[WORK INSTRUCTIONS]:
• 1. Return the part of the film description from "The Age of Innocence is" up to and including "unexpected romantic entanglements.", with no changes.
• 2. Using only the film description, explain in one to three sentences why Edith Wharton is named in connection with the film.

EXCERPT section start

The Age of Innocence is a 1993 American historical romantic drama film directed by Martin Scorsese. The screenplay, an adaptation of the 1920 novel The Age of Innocence by Edith Wharton, was written by Scorsese and Jay Cocks. The film stars Daniel Day-Lewis, Michelle Pfeiffer, Winona Ryder and Miriam Margolyes, and was released by Columbia Pictures. The film recounts the courtship and marriage of Newland Archer (Day-Lewis), a wealthy New York society attorney, to May Welland (Ryder); Archer then encounters and legally represents Countess Olenska (Pfeiffer) prior to unexpected romantic entanglements.

EXCERPT section end
PROVIDED MATERIAL section start

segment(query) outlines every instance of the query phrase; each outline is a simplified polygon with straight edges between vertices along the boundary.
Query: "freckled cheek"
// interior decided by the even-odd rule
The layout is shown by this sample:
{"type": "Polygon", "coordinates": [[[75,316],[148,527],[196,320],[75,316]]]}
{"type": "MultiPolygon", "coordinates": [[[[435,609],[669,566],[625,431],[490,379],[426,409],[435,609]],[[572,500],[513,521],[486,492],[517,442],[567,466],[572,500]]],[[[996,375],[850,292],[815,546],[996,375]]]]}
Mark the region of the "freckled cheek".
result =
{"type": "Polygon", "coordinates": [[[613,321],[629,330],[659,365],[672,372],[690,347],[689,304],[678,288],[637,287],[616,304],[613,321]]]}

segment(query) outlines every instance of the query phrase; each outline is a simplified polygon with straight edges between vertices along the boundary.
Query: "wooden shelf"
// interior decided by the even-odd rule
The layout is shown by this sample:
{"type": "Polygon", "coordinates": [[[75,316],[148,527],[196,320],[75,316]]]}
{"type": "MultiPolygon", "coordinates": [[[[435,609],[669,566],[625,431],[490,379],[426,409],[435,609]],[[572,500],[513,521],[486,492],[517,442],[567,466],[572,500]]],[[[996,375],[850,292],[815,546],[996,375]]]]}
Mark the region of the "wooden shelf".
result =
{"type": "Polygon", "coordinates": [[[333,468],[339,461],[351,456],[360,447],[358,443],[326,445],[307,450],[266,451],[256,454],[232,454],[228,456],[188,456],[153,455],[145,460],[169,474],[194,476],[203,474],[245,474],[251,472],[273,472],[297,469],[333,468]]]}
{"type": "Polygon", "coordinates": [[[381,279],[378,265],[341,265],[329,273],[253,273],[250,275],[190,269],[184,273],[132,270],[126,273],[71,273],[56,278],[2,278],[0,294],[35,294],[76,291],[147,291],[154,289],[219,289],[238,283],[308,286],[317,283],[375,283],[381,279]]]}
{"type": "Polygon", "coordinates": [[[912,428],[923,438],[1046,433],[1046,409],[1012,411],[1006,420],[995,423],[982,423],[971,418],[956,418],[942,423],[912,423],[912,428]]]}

PROVIDED MATERIAL section end

[RESULTS BY TASK]:
• 1.
The Age of Innocence is a 1993 American historical romantic drama film directed by Martin Scorsese. The screenplay, an adaptation of the 1920 novel The Age of Innocence by Edith Wharton, was written by Scorsese and Jay Cocks. The film stars Daniel Day-Lewis, Michelle Pfeiffer, Winona Ryder and Miriam Margolyes, and was released by Columbia Pictures. The film recounts the courtship and marriage of Newland Archer (Day-Lewis), a wealthy New York society attorney, to May Welland (Ryder); Archer then encounters and legally represents Countess Olenska (Pfeiffer) prior to unexpected romantic entanglements.

• 2. The film's screenplay is an adaptation of *The Age of Innocence*, a 1920 novel by Edith Wharton. Scorsese and Jay Cocks wrote that adaptation.